◆ WRITTEN EXERCISE ◆
What is needed is an exact copy of the entries below, from the line that contains "spot the red boat hull." through the final line, both included, and nothing else.

◆ RAW RECORDS ◆
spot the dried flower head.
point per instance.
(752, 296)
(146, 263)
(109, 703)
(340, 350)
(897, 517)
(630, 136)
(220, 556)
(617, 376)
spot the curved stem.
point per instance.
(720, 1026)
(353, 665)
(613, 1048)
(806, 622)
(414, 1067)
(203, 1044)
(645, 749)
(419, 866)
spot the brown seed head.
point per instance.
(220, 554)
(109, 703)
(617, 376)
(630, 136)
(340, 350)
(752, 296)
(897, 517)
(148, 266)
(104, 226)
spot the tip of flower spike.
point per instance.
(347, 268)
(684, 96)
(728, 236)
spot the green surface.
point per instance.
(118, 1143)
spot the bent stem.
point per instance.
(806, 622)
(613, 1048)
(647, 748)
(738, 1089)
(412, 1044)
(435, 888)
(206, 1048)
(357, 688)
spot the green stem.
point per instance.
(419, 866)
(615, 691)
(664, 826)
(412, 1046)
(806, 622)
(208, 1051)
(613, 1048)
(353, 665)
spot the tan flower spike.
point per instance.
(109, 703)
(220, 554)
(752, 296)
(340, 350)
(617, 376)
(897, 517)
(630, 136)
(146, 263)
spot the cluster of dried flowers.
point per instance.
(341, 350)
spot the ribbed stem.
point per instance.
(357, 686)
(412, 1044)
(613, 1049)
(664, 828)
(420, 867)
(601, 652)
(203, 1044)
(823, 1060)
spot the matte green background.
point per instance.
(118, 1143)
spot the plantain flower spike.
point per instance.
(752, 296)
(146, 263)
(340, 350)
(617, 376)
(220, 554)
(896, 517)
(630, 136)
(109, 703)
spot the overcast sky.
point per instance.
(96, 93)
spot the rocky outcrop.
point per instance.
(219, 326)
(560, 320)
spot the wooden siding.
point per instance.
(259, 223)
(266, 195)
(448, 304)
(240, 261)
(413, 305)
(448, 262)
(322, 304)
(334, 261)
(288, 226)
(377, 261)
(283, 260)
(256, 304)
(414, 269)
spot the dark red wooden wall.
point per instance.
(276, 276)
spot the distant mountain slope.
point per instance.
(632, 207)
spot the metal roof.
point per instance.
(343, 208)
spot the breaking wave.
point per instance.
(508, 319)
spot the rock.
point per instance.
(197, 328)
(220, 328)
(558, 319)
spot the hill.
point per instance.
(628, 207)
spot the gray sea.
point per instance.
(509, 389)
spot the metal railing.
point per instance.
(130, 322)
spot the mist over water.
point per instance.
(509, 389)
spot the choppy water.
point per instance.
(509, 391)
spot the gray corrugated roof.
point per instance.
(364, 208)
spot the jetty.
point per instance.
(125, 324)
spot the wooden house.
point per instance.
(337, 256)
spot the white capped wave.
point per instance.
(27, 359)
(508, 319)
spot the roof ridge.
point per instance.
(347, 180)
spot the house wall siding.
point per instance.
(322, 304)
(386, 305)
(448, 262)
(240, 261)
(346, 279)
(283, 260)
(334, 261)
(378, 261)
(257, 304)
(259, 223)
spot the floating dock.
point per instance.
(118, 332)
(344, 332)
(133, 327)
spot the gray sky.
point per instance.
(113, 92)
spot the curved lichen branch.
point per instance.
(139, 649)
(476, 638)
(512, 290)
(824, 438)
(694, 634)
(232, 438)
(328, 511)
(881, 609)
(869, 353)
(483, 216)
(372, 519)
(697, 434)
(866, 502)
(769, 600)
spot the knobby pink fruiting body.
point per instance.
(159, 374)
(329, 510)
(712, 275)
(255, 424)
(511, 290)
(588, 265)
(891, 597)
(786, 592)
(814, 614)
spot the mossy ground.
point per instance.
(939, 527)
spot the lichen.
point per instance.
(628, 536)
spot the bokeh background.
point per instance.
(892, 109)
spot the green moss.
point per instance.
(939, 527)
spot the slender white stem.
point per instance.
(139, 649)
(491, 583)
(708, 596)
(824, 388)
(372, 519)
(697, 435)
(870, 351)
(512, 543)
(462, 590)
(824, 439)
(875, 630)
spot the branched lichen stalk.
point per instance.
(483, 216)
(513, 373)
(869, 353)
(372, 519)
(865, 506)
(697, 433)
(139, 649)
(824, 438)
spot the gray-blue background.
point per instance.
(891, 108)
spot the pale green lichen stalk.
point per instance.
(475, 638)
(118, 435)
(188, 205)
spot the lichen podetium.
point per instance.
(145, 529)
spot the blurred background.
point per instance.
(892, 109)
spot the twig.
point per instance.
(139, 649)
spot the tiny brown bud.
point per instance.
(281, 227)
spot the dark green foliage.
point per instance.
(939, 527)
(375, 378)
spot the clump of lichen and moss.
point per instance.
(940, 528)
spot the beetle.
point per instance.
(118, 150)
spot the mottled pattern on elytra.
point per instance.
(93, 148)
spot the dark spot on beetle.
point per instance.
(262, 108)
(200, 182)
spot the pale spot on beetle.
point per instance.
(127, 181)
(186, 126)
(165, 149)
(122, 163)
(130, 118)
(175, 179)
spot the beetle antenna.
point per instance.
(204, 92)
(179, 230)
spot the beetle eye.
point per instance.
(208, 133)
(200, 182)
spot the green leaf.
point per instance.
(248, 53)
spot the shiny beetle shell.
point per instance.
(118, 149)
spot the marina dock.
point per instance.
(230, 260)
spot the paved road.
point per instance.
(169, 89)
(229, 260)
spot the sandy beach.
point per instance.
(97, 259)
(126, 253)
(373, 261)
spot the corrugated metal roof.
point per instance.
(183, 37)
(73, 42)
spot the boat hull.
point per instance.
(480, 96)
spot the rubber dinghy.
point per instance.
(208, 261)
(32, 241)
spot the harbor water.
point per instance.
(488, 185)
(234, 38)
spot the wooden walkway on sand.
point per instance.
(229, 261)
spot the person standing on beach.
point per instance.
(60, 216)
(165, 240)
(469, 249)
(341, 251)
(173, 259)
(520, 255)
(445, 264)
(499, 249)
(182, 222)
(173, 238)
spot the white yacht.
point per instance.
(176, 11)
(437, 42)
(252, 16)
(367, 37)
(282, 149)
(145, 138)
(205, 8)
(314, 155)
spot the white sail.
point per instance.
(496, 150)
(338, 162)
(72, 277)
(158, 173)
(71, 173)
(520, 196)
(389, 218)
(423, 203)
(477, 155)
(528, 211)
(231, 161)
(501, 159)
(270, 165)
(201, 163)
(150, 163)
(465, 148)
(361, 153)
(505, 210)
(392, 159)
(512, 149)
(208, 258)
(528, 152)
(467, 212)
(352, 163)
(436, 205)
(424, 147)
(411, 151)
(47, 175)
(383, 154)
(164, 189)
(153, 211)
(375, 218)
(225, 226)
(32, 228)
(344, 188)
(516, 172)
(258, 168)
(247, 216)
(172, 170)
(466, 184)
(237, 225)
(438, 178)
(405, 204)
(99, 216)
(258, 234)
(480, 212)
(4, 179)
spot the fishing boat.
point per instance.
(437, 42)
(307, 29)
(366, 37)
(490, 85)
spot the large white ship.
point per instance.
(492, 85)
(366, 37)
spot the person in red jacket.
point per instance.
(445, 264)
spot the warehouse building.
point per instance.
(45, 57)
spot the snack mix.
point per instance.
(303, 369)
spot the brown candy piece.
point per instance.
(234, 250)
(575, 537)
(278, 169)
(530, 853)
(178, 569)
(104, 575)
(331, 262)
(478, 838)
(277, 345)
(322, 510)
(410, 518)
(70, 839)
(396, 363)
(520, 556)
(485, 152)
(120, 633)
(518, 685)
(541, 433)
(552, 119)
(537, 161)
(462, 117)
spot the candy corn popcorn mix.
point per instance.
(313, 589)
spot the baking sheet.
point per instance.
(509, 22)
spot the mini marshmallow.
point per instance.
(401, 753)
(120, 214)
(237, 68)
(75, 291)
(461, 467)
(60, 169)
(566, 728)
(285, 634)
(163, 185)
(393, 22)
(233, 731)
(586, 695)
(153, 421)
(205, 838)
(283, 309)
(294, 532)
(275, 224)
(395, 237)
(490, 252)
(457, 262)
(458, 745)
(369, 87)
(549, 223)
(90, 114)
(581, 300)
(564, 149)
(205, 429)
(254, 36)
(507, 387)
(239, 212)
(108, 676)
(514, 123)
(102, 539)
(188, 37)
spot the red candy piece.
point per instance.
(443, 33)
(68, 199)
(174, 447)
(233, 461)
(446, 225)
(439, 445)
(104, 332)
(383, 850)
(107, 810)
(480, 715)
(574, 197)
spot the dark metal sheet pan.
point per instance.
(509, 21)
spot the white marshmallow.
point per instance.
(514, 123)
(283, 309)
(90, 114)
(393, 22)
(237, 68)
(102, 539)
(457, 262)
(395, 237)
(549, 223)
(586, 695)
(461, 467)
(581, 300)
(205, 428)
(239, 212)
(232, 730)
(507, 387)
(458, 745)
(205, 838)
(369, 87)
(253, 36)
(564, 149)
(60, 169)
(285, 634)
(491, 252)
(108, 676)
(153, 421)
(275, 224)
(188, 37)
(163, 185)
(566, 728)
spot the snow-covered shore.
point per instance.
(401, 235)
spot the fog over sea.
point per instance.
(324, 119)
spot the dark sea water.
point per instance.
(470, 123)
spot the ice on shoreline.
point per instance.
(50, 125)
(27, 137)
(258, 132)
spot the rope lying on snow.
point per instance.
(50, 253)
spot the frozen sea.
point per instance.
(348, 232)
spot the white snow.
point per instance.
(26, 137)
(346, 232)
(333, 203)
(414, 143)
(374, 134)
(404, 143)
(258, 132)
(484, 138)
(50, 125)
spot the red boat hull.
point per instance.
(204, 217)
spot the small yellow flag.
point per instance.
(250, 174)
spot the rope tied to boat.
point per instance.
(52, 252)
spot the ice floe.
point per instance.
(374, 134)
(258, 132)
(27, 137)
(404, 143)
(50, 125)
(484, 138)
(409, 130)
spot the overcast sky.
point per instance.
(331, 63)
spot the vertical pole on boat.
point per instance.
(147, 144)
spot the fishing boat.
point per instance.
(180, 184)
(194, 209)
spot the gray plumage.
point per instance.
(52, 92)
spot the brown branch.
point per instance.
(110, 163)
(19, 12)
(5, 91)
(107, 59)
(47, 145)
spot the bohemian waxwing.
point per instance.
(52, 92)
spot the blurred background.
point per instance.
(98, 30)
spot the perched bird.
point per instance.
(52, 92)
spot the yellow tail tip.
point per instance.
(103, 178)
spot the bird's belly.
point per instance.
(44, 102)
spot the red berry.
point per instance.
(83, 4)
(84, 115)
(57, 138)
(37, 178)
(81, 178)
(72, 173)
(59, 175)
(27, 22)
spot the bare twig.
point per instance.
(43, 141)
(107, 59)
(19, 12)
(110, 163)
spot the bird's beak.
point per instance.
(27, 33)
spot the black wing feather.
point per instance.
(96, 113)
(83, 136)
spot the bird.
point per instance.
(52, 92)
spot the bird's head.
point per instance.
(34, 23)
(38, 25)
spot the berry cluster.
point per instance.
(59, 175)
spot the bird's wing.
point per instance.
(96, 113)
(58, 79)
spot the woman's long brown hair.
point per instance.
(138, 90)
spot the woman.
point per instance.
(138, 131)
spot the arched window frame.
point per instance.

◆ RESPONSE TO THIS EXERCISE ◆
spot the red boat hull.
point per instance.
(204, 217)
spot the small yellow flag.
point per instance.
(250, 174)
spot the rope tied to boat.
point per instance.
(52, 252)
spot the ice floe.
point per instance.
(374, 134)
(258, 132)
(27, 137)
(404, 143)
(50, 125)
(484, 138)
(409, 130)
spot the overcast sky.
point per instance.
(331, 63)
spot the vertical pole on boat.
point per instance.
(147, 144)
spot the fishing boat.
point per instance.
(180, 184)
(194, 209)
spot the gray plumage.
point per instance.
(52, 92)
spot the brown branch.
point per instance.
(110, 163)
(19, 12)
(5, 91)
(107, 59)
(47, 145)
spot the bohemian waxwing.
point per instance.
(52, 92)
spot the blurred background.
point per instance.
(98, 30)
spot the perched bird.
point per instance.
(52, 92)
spot the yellow tail tip.
point per instance.
(103, 178)
spot the bird's belly.
point per instance.
(44, 102)
spot the red berry.
point per instance.
(83, 4)
(84, 115)
(57, 138)
(37, 178)
(81, 178)
(72, 173)
(59, 175)
(27, 22)
spot the bare twig.
point per instance.
(43, 141)
(107, 59)
(19, 12)
(110, 163)
spot the bird's beak.
point per instance.
(27, 33)
spot the black wing feather.
point per instance.
(96, 113)
(83, 136)
spot the bird.
point per instance.
(52, 92)
spot the bird's head.
point per instance.
(34, 23)
(38, 25)
spot the berry cluster.
point per instance.
(59, 175)
spot the bird's wing.
point per instance.
(96, 113)
(58, 79)
spot the woman's long brown hair.
point per instance.
(138, 90)
spot the woman.
point per instance.
(138, 131)
spot the arched window frame.
point per instance.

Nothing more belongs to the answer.